◆ **Task goal**: From the first line to the last, write out the listing exactly.

◆ **Data extract**:
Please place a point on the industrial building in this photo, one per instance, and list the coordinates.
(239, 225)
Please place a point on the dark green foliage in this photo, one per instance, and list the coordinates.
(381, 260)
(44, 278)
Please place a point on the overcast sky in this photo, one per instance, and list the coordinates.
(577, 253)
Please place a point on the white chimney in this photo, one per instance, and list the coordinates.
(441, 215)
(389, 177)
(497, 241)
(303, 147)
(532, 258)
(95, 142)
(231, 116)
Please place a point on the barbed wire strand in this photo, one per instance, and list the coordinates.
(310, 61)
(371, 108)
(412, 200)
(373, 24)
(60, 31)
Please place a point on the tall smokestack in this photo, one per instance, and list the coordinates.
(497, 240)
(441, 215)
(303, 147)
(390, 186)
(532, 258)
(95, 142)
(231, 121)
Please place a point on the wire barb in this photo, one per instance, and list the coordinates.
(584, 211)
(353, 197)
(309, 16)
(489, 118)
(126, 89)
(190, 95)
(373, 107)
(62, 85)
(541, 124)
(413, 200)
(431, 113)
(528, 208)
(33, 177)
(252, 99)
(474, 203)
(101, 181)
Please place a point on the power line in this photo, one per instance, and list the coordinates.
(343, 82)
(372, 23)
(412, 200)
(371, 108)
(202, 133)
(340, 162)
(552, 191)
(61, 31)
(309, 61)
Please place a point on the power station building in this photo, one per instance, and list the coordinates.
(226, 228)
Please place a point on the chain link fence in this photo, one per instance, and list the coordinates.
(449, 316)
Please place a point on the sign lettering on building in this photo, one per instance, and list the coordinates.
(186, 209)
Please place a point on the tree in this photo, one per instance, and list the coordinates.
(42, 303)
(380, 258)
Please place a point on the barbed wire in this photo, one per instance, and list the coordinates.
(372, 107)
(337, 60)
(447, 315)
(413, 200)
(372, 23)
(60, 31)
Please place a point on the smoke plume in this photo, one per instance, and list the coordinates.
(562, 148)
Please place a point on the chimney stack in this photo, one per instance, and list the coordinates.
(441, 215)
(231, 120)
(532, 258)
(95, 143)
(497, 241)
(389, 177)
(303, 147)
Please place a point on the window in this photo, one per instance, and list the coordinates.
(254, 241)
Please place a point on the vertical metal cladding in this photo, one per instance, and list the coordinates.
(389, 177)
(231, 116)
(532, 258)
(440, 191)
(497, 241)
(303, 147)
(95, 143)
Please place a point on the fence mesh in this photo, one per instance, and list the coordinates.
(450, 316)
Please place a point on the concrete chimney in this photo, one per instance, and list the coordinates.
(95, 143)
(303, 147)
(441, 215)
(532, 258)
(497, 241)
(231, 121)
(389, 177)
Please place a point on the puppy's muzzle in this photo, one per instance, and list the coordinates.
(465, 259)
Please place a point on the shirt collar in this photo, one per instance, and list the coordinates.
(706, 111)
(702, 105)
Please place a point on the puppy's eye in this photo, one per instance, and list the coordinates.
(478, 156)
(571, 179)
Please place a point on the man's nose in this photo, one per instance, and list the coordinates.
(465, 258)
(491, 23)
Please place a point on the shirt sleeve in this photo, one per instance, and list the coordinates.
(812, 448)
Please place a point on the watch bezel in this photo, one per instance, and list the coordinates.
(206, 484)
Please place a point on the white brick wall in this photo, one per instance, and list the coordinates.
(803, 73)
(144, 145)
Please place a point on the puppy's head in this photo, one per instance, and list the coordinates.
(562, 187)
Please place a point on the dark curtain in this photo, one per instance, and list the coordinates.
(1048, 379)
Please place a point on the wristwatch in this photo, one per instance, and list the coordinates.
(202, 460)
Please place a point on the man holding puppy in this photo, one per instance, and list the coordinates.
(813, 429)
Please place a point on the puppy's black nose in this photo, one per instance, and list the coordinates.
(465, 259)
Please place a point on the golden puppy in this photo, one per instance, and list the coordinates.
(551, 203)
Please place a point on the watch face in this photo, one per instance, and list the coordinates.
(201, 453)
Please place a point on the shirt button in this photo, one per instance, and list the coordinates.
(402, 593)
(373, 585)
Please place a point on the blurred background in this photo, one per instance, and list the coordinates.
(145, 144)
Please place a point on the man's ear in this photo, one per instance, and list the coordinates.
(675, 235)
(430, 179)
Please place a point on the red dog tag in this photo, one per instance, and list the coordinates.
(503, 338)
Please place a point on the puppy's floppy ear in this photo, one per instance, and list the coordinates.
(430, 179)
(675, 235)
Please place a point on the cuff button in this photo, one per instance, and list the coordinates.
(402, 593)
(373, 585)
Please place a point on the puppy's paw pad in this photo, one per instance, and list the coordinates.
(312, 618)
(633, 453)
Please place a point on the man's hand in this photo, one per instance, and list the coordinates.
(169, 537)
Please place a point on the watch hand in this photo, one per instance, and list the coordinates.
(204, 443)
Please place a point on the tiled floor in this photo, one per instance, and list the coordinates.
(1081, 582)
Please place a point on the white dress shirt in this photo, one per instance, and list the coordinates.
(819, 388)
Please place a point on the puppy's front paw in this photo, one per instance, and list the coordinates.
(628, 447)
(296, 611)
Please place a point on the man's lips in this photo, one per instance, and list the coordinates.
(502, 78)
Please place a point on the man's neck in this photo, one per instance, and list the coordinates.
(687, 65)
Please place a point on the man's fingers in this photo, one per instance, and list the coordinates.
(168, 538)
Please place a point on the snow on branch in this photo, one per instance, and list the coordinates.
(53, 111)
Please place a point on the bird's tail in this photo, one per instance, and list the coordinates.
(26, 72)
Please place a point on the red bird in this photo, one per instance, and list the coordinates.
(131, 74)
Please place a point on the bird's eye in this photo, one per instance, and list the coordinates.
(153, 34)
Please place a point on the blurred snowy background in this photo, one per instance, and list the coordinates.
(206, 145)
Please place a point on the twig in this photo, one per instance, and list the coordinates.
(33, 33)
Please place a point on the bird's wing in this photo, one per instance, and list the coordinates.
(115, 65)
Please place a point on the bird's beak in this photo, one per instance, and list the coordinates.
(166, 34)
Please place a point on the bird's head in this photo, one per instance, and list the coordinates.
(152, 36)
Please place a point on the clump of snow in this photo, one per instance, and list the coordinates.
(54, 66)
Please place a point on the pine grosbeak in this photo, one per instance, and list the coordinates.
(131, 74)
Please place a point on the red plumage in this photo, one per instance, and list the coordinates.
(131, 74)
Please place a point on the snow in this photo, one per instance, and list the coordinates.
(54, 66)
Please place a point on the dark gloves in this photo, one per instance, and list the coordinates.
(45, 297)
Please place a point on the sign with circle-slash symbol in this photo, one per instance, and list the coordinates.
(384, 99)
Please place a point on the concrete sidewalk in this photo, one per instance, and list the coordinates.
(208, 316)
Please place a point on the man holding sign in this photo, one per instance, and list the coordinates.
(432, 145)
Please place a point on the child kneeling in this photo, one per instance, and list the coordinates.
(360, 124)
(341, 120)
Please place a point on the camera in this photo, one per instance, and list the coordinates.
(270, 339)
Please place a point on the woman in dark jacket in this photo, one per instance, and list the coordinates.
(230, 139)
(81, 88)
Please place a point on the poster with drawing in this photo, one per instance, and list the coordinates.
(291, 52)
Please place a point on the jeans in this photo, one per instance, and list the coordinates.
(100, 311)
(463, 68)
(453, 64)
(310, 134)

◆ **Answer box**:
Please place a point on the industrial building in this photo, one per instance, and list the coordinates.
(239, 225)
Please place a point on the dark green foliage in this photo, one per instance, and list the coordinates.
(381, 260)
(44, 278)
Please place a point on the overcast sky in this photo, one per instance, and list the coordinates.
(577, 253)
Please place a point on the white chimney in this photo, one per instance, and list the coordinates.
(441, 215)
(389, 177)
(497, 241)
(303, 147)
(532, 258)
(95, 142)
(231, 116)
Please place a point on the barbed wire strand in this photo, one per instance, and list the coordinates.
(310, 61)
(371, 108)
(412, 200)
(373, 24)
(60, 31)
Please place a point on the tall smokestack in this photo, one per instance, and list the coordinates.
(497, 240)
(441, 215)
(303, 147)
(390, 186)
(532, 258)
(95, 142)
(231, 121)
Please place a point on the wire barb in this photo, one per instance, and list the coordinates.
(584, 211)
(353, 197)
(309, 16)
(489, 118)
(126, 89)
(190, 95)
(373, 107)
(62, 85)
(541, 124)
(413, 200)
(431, 113)
(528, 208)
(33, 177)
(252, 99)
(474, 203)
(101, 181)
Please place a point on the power line in this photo, one per instance, and list the coordinates.
(343, 82)
(372, 23)
(412, 200)
(371, 108)
(202, 133)
(340, 162)
(552, 191)
(61, 31)
(309, 61)
Please place a point on the power station building in this photo, one per instance, and list the coordinates.
(226, 228)
Please place a point on the chain link fence in this photo, one per instance, and list the coordinates.
(449, 316)
Please place a point on the sign lettering on building in this photo, one per instance, and list the coordinates.
(186, 209)
Please place a point on the tree in this photo, one per instance, and list the coordinates.
(42, 303)
(380, 258)
Please place a point on the barbed wire in this photo, one per instance, and list the coordinates.
(372, 107)
(337, 60)
(447, 315)
(413, 200)
(372, 23)
(60, 31)
Please place a point on the smoke plume in this photo, one per instance, and list the coordinates.
(562, 148)
Please place a point on the chimney stack in this photo, one per instance, and list the coordinates.
(441, 215)
(231, 120)
(532, 258)
(95, 143)
(497, 241)
(389, 177)
(303, 147)
Please place a point on the window in this photo, one per instance, and list the coordinates.
(254, 241)
Please place a point on the vertical metal cladding in this photo, one per instance, and list the coordinates.
(389, 177)
(231, 116)
(532, 258)
(440, 191)
(497, 241)
(303, 147)
(95, 143)
Please place a point on the fence mesh in this photo, one per instance, and list the coordinates.
(450, 316)
Please place a point on the concrete chimney in this photo, one per instance, and list the coordinates.
(95, 143)
(303, 147)
(441, 215)
(532, 258)
(497, 241)
(231, 121)
(389, 177)
Please place a point on the puppy's muzzle in this photo, one per instance, and list the coordinates.
(465, 259)
Please place a point on the shirt collar in this photo, one per instance, and list the coordinates.
(706, 111)
(702, 105)
Please place a point on the puppy's eye in this photo, one per instance, and list the coordinates.
(478, 156)
(571, 179)
Please place a point on the man's nose in this photo, one per instance, and list the coordinates.
(465, 258)
(491, 23)
Please place a point on the shirt sleeve in this photo, one per instance, and list the coordinates.
(812, 448)
Please place a point on the watch bezel in this photo, one per instance, and list the coordinates.
(206, 484)
Please place a point on the white brick wall in this photo, one per instance, and list the coordinates.
(803, 73)
(144, 145)
Please place a point on the puppy's head in this photo, one per instance, and list the coordinates.
(562, 187)
Please place a point on the dark curtain in this photo, one per instance, and list the coordinates.
(1048, 379)
Please place a point on the wristwatch in this photo, one per instance, and list the coordinates.
(202, 460)
Please place a point on the man holding puppy in this photo, one per instance, and list the coordinates.
(813, 429)
Please place a point on the puppy's black nose in this photo, one per instance, and list the coordinates.
(465, 259)
Please place a point on the golden puppy in this photo, one per instance, and list the coordinates.
(551, 203)
Please place a point on the watch face in this photo, one per instance, and list the coordinates.
(201, 453)
Please place a point on the shirt button in this photo, one per instance, and list the coordinates.
(402, 593)
(373, 585)
Please place a point on the blurred background in this photo, one per instance, and list the coordinates.
(145, 144)
Please place a point on the man's ear in this photo, one per instance, and list the coordinates.
(675, 235)
(430, 179)
Please place a point on the red dog tag in this photo, one per instance, and list the coordinates.
(503, 338)
Please place a point on the puppy's floppy ear in this photo, one per instance, and list the coordinates.
(430, 179)
(675, 235)
Please place a point on the cuff button in this photo, one per instance, and list the coordinates.
(402, 593)
(373, 585)
Please place a point on the puppy's paw pad in this photo, one per instance, and list the coordinates.
(312, 618)
(633, 453)
Please place a point on the man's hand in this photo, one per instance, and list the coordinates.
(169, 537)
Please place a point on the watch hand in this photo, one per instance, and list the coordinates.
(204, 443)
Please place a point on the tiled floor in this photo, one per instance, and list the coordinates.
(1081, 582)
Please place a point on the white dress shirt in this photo, one per instance, and list the coordinates.
(819, 388)
Please place a point on the puppy's front paw in this photo, one per instance, and list the coordinates.
(628, 447)
(296, 611)
Please place a point on the man's lips in this photo, one per instance, and list the coordinates.
(502, 78)
Please place a point on the man's neck in this photo, one per instance, and list the coordinates.
(687, 65)
Please place a point on the man's fingers in this photo, one per instance, and list the coordinates.
(168, 538)
Please place a point on the snow on branch in this photo, one per instance, and list the coordinates.
(53, 111)
Please place a point on the bird's tail in this photo, one per instance, and list the coordinates.
(26, 72)
Please place a point on the red bird in this photo, one per instance, and list the coordinates.
(131, 74)
Please place a point on the bird's eye in this photo, one per instance, and list the coordinates.
(153, 34)
Please place a point on the blurred snowy background in this photo, one per instance, and list the coordinates.
(206, 145)
Please place a point on the twig in this photo, one per instance, and list the coordinates.
(33, 33)
Please place a point on the bird's wing in this photo, one per instance, and list the coordinates.
(115, 65)
Please place a point on the bird's beak in this photo, one per instance, and list the coordinates.
(166, 34)
Please place a point on the bird's head in this photo, one per instance, and list the coordinates.
(152, 36)
Please place a point on the clump of snow in this photo, one per instance, and list the coordinates.
(54, 66)
Please place a point on the pine grosbeak in this photo, one per instance, and list the coordinates.
(131, 74)
Please place a point on the red plumage in this photo, one per instance, and list the coordinates.
(131, 74)
Please place a point on the snow in this photo, one per instance, and list the coordinates.
(54, 66)
Please place a point on the dark gloves in this photo, one per instance, and list the coordinates.
(45, 297)
Please place a point on the sign with circle-slash symbol in this photo, one per instance, and list the coordinates.
(384, 99)
Please place a point on the concrete sidewalk in this photo, one per instance, and list the coordinates.
(208, 316)
Please place a point on the man holding sign in this photo, one per instance, and list the coordinates.
(432, 145)
Please place a point on the child kneeling in this photo, one per instance, and list the coordinates.
(360, 124)
(341, 120)
Please place a point on the camera in this photo, one per instance, and list the coordinates.
(270, 339)
Please place a point on the woman in dark jacket in this photo, one per instance, and list the coordinates.
(230, 139)
(81, 88)
Please place a point on the poster with drawing in this photo, one per instance, and list the coordinates.
(291, 52)
Please place a point on the jeans in this photo, one per instance, and list the coordinates.
(100, 311)
(463, 68)
(453, 64)
(310, 134)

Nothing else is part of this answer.